(Task prompt) In the text on the 2014 Australian Mixed Doubles Curling Championships, at which event did the winners represent Australia?

- Host city: Naseby, New Zealand
- Arena: Maniototo’s Curling Ice rink
- Dates: October 2–5, 2014
- Winner: Steve Johns & Kim Forge
- Finalist: Ian Palangio & Laurie Weeden

= 2014 Australian Mixed Doubles Curling Championships =

The 2014 Australian Mixed Doubles Curling Championships were held from October 2 to 5, 2014 at the Maniototo's Curling Ice rink in Naseby, New Zealand. The winners of this championship represented Australia at the 2015 World Mixed Doubles Curling Championship.

==Teams==
The teams are listed as follows:

| Team | Male | Female | Coach | Locale |
|---|---|---|---|---|
| Collins / Powell | ? Collins | Anne Powell |  |  |
| Gagnon / Gagnon | Ian Gagnon | Sandy Gagnon |  |  |
| Hewitt / Tsourlenes | Dean Hewitt | Kristen Tsourlenes |  |  |
| Johns / Forge | Steve Johns | Kim Forge |  |  |
| Millikin / Millikin | Hugh Millikin | Carlee Millikin |  |  |
| Palangio / Weeden | Ian Palangio | Laurie Weeden |  |  |

==Round Robin standings==

Key
|  | Team to Gold-medal match |
|  | Teams to Tiebreakers |

|  | Team | 1 | 2 | 3 | 4 | 5 | 6 | W | L | Place |
|---|---|---|---|---|---|---|---|---|---|---|
| 1 | Collins / Powell | * |  | L | L |  | L | 1 | 4 | 4 |
| 2 | Gagnon / Gagnon |  | * | L | L |  | L | 1 | 4 | 4 |
| 3 | Hewitt / Tsourlenes | W | W | * | L | W | L | 3 | 2 | 3 |
| 4 | Johns / Forge | W | W | W | * | W | W | 5 | 0 | 1 |
| 5 | Millikin / Millikin |  |  | L | L | * | L | 1 | 4 | 4 |
| 6 | Palangio / Weeden | W | W | W | L | W | * | 4 | 1 | 2 |

===Tiebreaker===
A tie-breaker was played to determine the 4th and 5th placed teams resulting in Team Millikin placing 4th.

(Data provided)
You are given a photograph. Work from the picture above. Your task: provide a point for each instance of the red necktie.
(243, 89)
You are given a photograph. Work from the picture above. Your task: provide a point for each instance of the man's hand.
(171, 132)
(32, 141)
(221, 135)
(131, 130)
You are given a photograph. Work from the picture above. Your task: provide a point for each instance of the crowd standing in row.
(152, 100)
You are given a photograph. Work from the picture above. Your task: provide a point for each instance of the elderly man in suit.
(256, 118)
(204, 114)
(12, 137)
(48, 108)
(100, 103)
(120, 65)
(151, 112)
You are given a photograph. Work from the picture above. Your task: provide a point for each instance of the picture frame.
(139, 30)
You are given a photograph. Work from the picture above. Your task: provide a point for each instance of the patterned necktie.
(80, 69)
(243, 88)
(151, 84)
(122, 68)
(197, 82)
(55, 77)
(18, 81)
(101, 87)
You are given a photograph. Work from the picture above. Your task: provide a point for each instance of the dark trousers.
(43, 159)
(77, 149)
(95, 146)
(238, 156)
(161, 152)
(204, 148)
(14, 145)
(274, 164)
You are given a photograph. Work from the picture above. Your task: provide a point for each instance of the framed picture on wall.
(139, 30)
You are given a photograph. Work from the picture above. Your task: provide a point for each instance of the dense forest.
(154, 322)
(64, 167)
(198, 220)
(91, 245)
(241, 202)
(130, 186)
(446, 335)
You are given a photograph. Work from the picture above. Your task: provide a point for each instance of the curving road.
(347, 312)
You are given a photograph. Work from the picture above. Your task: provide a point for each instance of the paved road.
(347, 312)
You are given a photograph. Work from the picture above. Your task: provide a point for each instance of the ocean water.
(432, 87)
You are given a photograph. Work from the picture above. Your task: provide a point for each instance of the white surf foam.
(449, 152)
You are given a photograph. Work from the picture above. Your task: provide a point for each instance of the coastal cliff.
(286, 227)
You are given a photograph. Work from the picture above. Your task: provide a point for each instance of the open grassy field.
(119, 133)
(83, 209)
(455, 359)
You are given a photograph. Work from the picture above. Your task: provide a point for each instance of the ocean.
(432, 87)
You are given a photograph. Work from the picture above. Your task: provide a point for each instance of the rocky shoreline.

(Completed exercise) The 2015 World Mixed Doubles Curling Championship.